할 일
항목의 맨 처음부터 "positive clicks: (435, 222) (429, 241)" 문구가 있는 줄까지, 그 줄을 포함해 한 글자도 바꾸지 말고 그대로 출력하세요. 그림은 답에 넣지 마세요.

데이터 항목:
● ● ● ● ●
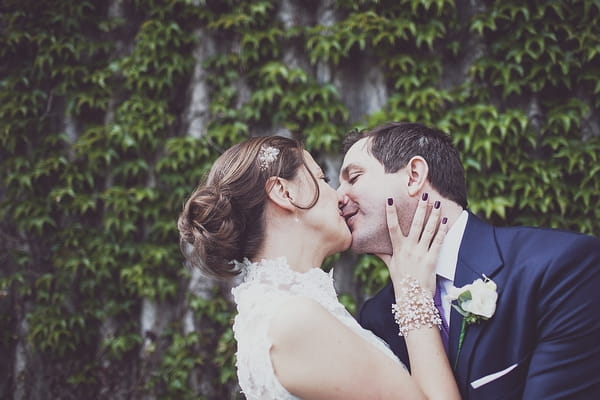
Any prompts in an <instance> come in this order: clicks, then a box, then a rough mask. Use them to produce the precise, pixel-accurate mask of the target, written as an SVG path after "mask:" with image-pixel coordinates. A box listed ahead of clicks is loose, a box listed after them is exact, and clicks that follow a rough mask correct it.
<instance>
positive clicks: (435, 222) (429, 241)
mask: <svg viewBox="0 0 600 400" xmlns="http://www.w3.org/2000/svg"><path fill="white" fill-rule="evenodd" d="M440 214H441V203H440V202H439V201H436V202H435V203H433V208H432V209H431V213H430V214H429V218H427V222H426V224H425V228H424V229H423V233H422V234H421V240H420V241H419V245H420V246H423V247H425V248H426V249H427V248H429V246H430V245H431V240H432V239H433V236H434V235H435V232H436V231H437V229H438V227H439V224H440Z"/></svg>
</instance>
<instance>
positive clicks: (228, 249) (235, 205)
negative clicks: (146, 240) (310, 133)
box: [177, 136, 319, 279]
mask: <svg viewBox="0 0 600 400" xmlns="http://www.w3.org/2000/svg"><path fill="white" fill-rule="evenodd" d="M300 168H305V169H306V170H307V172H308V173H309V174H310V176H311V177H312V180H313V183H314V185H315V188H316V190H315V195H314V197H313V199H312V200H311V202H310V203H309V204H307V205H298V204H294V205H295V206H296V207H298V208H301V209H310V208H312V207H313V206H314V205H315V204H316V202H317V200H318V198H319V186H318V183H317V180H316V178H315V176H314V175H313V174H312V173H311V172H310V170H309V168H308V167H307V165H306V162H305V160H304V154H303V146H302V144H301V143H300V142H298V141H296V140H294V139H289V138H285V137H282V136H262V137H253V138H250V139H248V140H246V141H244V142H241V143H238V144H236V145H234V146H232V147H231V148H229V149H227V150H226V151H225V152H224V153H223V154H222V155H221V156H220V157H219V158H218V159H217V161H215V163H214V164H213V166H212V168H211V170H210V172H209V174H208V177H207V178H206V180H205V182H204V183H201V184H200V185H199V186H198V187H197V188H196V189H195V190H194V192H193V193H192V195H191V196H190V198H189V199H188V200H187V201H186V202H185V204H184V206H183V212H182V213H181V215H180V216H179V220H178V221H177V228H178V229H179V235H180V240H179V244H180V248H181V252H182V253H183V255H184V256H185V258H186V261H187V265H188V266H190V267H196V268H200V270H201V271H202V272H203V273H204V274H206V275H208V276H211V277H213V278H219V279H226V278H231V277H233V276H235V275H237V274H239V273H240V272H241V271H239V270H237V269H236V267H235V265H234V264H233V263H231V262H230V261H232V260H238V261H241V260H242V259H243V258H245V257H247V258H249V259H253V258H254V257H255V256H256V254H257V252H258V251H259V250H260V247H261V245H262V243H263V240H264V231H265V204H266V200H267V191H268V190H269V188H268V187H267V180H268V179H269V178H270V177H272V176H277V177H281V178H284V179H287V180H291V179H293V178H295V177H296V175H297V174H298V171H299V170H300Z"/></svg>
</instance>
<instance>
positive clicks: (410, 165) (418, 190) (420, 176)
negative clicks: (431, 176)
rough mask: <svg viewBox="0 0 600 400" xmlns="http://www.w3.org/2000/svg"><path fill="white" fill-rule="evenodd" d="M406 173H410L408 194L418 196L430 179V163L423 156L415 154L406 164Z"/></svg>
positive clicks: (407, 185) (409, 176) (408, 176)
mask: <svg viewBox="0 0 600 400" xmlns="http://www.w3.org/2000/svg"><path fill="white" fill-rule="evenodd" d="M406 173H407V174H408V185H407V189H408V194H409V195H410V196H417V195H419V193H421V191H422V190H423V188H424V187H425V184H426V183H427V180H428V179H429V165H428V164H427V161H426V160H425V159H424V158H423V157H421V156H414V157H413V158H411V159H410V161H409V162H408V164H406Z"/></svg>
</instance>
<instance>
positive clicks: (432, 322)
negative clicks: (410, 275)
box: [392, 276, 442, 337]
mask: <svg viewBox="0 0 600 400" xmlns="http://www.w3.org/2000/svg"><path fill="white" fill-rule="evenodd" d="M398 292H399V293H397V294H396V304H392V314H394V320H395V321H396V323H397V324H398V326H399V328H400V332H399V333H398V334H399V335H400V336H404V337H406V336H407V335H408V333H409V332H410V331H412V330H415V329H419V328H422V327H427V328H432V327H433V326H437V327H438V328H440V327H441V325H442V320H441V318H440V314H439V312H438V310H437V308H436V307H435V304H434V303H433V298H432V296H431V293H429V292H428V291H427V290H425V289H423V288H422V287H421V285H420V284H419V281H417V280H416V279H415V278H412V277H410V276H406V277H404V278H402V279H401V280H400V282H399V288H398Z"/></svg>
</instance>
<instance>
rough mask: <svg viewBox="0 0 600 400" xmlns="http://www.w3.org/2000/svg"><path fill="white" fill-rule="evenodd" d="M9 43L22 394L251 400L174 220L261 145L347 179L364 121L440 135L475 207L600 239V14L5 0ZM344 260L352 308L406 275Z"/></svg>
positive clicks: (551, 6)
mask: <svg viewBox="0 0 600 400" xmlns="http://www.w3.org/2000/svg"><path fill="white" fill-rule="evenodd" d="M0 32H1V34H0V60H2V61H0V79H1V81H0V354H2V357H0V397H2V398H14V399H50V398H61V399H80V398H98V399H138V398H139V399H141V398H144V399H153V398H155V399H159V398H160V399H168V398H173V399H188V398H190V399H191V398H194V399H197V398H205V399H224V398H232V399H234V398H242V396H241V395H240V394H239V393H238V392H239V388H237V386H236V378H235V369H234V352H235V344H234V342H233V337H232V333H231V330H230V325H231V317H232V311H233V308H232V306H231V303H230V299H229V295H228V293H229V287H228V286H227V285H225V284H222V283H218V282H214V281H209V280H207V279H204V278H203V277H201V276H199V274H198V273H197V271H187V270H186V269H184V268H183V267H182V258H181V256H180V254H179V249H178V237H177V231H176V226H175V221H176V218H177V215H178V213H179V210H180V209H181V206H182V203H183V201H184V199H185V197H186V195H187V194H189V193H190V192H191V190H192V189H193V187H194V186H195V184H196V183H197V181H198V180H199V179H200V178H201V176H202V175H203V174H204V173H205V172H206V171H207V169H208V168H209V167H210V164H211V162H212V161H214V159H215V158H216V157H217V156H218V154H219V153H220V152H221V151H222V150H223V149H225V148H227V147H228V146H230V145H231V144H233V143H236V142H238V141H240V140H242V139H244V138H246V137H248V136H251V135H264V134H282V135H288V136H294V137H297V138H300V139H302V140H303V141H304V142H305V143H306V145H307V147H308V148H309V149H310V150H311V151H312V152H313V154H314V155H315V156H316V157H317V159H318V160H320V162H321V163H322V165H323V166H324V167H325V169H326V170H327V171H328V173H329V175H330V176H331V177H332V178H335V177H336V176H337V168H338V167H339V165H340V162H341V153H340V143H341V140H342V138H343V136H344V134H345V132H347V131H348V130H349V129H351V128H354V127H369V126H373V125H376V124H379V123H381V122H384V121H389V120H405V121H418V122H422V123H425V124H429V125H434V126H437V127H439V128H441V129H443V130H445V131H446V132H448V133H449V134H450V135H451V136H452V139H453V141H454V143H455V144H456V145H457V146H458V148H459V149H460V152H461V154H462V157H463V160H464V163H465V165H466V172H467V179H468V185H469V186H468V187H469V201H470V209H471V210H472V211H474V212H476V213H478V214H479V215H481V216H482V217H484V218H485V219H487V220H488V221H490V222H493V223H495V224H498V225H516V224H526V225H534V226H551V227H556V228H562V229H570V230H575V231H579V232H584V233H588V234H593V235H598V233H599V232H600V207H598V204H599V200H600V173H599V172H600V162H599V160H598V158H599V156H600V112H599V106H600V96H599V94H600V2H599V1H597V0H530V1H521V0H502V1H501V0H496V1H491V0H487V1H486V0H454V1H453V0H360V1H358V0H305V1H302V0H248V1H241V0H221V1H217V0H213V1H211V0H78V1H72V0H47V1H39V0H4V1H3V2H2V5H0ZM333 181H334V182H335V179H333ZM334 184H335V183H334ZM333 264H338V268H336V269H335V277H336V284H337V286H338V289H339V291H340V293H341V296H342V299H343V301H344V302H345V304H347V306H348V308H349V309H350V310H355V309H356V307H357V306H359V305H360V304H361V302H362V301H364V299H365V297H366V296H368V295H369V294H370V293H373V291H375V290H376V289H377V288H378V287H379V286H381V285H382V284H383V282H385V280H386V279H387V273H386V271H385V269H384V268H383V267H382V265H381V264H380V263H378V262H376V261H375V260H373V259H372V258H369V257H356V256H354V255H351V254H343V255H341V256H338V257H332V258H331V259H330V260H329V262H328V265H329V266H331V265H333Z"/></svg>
● ● ● ● ●
예상 출력
Any prompts in an <instance> come in this order: clicks, then a box, then a rough mask. Use them to produce the precise, pixel-accurate mask of the target, written as an SVG path after "mask:" with image-pixel coordinates. A box listed ahead of clicks is loose, a box listed after them is exact, and clicks that follow a rough mask correct it.
<instance>
positive clicks: (435, 222) (429, 241)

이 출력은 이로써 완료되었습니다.